__PROBLEM REQUIREMENTS__
Each line below needs to be printed again exactly.

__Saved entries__
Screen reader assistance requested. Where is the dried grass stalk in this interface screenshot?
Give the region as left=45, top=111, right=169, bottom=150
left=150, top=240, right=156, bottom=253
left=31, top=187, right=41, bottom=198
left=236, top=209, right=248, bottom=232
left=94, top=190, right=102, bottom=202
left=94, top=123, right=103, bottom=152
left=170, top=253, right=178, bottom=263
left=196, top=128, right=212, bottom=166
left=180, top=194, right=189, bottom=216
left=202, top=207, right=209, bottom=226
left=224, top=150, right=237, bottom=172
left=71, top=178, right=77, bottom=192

__EXERCISE ANSWER__
Screen reader assistance requested. Where is the dried grass stalk in this interface screenshot?
Give the region as left=45, top=111, right=169, bottom=150
left=150, top=240, right=156, bottom=253
left=31, top=187, right=41, bottom=198
left=236, top=209, right=248, bottom=232
left=94, top=190, right=102, bottom=202
left=94, top=123, right=103, bottom=152
left=170, top=253, right=178, bottom=263
left=196, top=128, right=212, bottom=166
left=180, top=194, right=189, bottom=216
left=202, top=207, right=209, bottom=226
left=224, top=150, right=237, bottom=172
left=71, top=178, right=77, bottom=192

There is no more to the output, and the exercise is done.